Aim: Copy every one of the rows below character for character, omitting the pictures.

━━━━━━━━━━━━━━━━━━━━

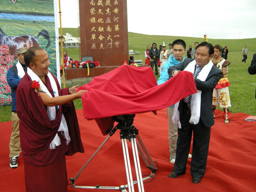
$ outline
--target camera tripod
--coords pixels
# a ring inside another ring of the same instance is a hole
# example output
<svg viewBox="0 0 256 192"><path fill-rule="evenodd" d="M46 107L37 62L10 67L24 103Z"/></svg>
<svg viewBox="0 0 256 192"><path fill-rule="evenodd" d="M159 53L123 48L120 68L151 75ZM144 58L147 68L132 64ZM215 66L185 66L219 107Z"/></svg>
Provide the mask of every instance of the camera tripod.
<svg viewBox="0 0 256 192"><path fill-rule="evenodd" d="M155 172L158 169L139 135L138 130L134 126L133 126L134 120L133 118L134 116L135 115L124 115L113 117L114 119L115 119L115 120L119 123L114 128L113 126L110 127L108 131L109 134L108 137L84 164L77 174L73 178L69 178L69 185L72 185L73 187L75 188L118 190L122 191L127 191L126 189L128 188L129 191L134 192L134 185L138 184L139 191L144 192L143 181L154 178L155 176ZM125 166L127 184L125 185L121 185L120 186L100 186L98 185L95 186L76 186L75 181L79 177L80 173L96 155L101 148L108 141L109 138L114 134L118 129L120 130L120 138L121 139L123 158L125 160ZM138 143L137 142L136 138L137 139ZM133 181L133 176L131 174L127 140L130 141L131 145L133 156L137 179L137 180L135 181ZM145 162L147 168L152 171L149 176L144 178L142 178L142 176L139 153Z"/></svg>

━━━━━━━━━━━━━━━━━━━━

Solution below:
$ outline
--target camera tripod
--coords pixels
# a ring inside another ring of the same instance is a hole
# example output
<svg viewBox="0 0 256 192"><path fill-rule="evenodd" d="M46 107L37 62L10 67L24 103Z"/></svg>
<svg viewBox="0 0 256 192"><path fill-rule="evenodd" d="M159 53L123 48L120 68L151 75ZM144 58L147 68L132 64ZM215 66L185 66L219 107Z"/></svg>
Provide the mask of every instance of the camera tripod.
<svg viewBox="0 0 256 192"><path fill-rule="evenodd" d="M155 172L158 169L139 135L138 130L134 126L133 126L134 120L133 118L134 116L135 115L124 115L113 117L114 119L115 119L115 120L119 123L114 128L113 126L110 127L108 131L109 134L108 137L84 164L77 174L73 178L69 178L69 185L72 185L73 187L75 188L118 190L122 191L127 191L126 189L128 188L129 191L134 192L134 185L138 184L139 191L144 192L143 181L154 178L155 176ZM125 166L127 184L125 185L121 185L120 186L100 186L98 185L95 186L76 186L75 181L79 177L80 173L96 155L101 148L108 141L109 138L114 134L118 129L120 130L120 138L121 139L123 158L125 160ZM138 143L137 142L136 138L137 139ZM133 181L133 176L131 174L127 140L130 141L131 145L133 156L137 179L137 180L135 181ZM145 162L147 168L152 171L149 176L144 178L142 178L142 176L139 153Z"/></svg>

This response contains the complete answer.